> PAGE EXTRACT

+--

CR Feedback and Implementation

As part of our work on the implementation of the XML Schema Candidate
Recommendation (CR) in both the graphical schema editor of XML Spy 3.5 and
the schema-guided XML validation engine within the XML editor of XML Spy, we
have collected the following feedback within our corporation with regards to
both comments on the CR and the question of actual implementation feedback
requested during the CR phase, that I would like to publicly contribute here
as representative of our organization within the XML Schema WG:


1) the CR should perhaps expressedly inform the reader, that any schema
document that uses a default namespace (ie no prefix) to refer to
"http://www.w3.org/2000/10/XMLSchema" must have a targetNamespace -
otherwise any type="..." or ref="..." can not be correctly attributed to
either the built-in types of XML schema or the types that the user defines
in his/her schema


2) consider the question of non-deterministic content models with respect to
local element declarations, e.g. in the following schema:

	<?xml version="1.0" encoding="UTF-8"?>
	<!-- edited with XML Spy v3.5 NT beta 2 build Dec 11 2000
(http://www.xmlspy.com) by Alexander Falk (Altova, Inc.) -->
	<xsd:schema xmlns:xsd="http://www.w3.org/2000/10/XMLSchema"

+--

> DATASET EXCERPT
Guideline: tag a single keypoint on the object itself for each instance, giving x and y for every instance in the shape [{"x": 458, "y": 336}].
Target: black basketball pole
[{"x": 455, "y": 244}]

+--

> CHALLENGES
A - Answer these questions from the CR feedback:
(i) Which version of XML Spy contains the graphical schema editor mentioned?
(ii) According to point 1, what must a schema document have if it uses a default namespace to refer to "http://www.w3.org/2000/10/XMLSchema"?
(iii) Point 2 asks the reader to consider non-deterministic content models with respect to what?
B - For each statement, say whether the CR feedback supports it, and quote the words that decide it.
(i) The implementation work covered the schema-guided XML validation engine as well as the graphical schema editor.
(ii) The writer intends to keep the feedback private within the organization.
(iii) The example schema was edited with a beta build of XML Spy v3.5 NT.
C - Continue the CR feedback from the point where it stops.
The data above are unrelated to the CR feedback text.

> ANSWERS
A -
(i) XML Spy 3.5
(ii) A targetNamespace
(iii) Local element declarations

B -
(i) Yes: "in both the graphical schema editor of XML Spy 3.5 and the schema-guided XML validation engine within the XML editor of XML Spy"
(ii) No: "that I would like to publicly contribute here"
(iii) Yes: "edited with XML Spy v3.5 NT beta 2 build Dec 11 2000"

C -
elementFormDefault="qualified">
		<xsd:element name="a">
			<xsd:complexType>
				<xsd:sequence>
					<xsd:element name="b" minOccurs="0"
maxOccurs="unbounded">
						<xsd:complexType>
							<xsd:sequence>
								<xsd:element
name="c" type="xsd:string"/>
								<xsd:element
name="d" type="xsd:string" minOccurs="0"/>
							</xsd:sequence>
						</xsd:complexType>
					</xsd:element>
					<xsd:element name="b" minOccurs="0"
maxOccurs="unbounded">
						<xsd:complexType>
							<xsd:sequence>
								<xsd:element
name="c" type="xsd:integer"/>
								<xsd:element
name="e" type="xsd:string" minOccurs="0"/>
							</xsd:sequence>
						</xsd:complexType>
					</xsd:element>
				</xsd:sequence>
			</xsd:complexType>
		</xsd:element>
	</xsd:schema>

which declares two local elements <b> with different content models, that
make the validation process entirely non-deterministic when it comes to the
following example XML instance document based on this schema:

	<?xml version="1.0" encoding="UTF-8"?>
	<!-- edited with XML Spy v3.5 NT beta 2 build Dec 11 2000
(http://www.xmlspy.com) by Alexander Falk (Altova, Inc.) -->
	<a xmlns:xsi="http://www.w3.org/2000/10/XMLSchema-instance"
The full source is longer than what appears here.